# Data records
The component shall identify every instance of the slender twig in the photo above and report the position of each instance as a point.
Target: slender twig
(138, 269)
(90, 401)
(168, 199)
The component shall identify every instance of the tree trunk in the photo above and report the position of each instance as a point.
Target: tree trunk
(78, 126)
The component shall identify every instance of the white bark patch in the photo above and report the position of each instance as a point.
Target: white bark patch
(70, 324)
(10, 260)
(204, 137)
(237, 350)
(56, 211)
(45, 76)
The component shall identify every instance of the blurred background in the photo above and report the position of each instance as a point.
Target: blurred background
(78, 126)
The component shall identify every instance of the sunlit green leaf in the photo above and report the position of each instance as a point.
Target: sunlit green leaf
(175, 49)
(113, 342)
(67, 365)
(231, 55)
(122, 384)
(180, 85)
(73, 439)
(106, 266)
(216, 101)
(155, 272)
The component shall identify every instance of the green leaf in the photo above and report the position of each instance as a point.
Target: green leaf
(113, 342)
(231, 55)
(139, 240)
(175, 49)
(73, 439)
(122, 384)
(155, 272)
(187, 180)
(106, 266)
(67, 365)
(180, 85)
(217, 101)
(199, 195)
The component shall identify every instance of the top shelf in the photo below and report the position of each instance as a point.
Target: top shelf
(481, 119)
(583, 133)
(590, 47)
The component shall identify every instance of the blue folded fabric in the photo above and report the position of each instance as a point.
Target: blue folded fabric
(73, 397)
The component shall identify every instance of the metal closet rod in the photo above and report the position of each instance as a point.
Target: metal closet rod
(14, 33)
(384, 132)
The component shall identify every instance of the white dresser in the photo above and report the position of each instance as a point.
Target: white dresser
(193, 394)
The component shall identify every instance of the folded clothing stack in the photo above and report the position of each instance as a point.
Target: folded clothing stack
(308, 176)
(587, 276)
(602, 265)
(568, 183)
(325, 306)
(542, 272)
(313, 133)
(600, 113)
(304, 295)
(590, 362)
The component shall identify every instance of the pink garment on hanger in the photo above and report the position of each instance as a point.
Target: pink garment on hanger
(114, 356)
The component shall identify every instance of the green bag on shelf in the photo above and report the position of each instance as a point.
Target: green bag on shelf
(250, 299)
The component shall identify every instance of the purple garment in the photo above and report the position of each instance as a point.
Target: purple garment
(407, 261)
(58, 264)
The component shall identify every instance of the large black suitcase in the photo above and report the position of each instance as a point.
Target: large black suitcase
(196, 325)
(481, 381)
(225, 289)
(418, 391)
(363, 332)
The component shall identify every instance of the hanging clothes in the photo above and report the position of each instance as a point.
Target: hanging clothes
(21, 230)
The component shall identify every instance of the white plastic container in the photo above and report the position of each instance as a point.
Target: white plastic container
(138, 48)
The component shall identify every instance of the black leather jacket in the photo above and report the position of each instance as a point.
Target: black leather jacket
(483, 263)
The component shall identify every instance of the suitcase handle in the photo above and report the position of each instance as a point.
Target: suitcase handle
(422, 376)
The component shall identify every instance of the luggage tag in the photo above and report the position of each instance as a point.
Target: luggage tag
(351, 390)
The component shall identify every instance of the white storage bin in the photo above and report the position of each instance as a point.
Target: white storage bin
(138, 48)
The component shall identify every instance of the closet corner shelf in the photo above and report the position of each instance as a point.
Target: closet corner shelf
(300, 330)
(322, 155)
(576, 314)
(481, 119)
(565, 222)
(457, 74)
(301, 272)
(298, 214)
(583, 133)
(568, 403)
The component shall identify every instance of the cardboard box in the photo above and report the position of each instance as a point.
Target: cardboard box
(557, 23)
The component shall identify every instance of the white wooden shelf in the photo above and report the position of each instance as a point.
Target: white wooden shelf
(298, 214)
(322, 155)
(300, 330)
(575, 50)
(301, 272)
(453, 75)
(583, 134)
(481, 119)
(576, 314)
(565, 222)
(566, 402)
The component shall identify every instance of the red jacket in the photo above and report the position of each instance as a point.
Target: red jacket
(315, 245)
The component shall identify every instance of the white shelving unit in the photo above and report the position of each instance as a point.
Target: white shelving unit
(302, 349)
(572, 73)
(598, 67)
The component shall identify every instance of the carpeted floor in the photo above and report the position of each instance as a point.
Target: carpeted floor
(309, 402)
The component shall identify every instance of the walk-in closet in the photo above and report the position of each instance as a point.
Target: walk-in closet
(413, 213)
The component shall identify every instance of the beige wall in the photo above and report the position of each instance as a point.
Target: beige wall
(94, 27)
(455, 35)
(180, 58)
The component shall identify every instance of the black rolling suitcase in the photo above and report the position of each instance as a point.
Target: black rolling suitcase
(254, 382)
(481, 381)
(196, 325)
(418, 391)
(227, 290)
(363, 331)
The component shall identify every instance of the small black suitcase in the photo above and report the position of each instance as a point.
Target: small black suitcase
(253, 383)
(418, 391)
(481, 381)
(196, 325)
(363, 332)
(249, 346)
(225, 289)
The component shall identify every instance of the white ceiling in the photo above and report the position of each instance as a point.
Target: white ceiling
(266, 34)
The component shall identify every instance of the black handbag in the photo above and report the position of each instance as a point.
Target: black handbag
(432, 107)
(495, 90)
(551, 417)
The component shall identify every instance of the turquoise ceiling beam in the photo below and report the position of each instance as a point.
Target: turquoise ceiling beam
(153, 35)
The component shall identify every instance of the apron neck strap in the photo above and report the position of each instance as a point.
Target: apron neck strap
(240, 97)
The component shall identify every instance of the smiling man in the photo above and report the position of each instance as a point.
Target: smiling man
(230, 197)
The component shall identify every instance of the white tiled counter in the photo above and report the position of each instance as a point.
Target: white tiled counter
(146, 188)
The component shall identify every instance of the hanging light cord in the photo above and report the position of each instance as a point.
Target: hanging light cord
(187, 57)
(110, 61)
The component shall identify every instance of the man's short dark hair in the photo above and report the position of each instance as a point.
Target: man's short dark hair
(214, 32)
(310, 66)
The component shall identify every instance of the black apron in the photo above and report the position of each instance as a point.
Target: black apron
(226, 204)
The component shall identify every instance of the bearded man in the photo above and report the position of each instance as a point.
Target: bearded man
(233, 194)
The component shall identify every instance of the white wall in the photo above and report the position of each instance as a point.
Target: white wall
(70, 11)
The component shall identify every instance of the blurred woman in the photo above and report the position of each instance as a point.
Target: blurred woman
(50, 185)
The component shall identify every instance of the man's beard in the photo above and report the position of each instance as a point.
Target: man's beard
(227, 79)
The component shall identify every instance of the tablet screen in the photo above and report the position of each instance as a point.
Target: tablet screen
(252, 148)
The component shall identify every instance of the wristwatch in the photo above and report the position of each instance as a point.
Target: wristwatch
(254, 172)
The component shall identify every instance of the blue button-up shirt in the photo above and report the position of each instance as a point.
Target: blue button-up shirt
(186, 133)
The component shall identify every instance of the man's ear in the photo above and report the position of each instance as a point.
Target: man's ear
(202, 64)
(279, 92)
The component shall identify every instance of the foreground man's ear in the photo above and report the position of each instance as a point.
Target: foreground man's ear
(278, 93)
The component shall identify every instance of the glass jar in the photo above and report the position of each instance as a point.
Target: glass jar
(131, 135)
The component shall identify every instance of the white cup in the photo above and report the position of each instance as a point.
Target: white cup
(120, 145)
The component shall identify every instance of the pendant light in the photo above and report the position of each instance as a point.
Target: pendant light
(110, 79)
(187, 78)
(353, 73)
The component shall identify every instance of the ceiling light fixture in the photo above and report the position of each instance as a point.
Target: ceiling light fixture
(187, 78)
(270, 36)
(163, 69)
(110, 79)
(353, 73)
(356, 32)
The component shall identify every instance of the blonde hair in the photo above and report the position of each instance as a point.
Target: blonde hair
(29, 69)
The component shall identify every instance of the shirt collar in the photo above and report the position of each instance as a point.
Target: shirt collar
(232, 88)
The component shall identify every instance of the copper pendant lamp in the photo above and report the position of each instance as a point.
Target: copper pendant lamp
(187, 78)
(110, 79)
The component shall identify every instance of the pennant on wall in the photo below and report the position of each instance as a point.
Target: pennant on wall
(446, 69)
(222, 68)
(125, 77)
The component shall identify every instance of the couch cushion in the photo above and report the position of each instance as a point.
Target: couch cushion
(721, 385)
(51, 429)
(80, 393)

# Problem to work on
If the word "below" appears in a line above, copy that line.

# Finished exercise
The component shall identify every instance of the top shelf in the photo below and report the position of each instance as a point.
The component shall identify every instance of the turquoise ceiling beam in the photo below and report the position of each instance as a point.
The component shall identify every instance of the pennant on wall in the photo below and report the position of each instance as a point.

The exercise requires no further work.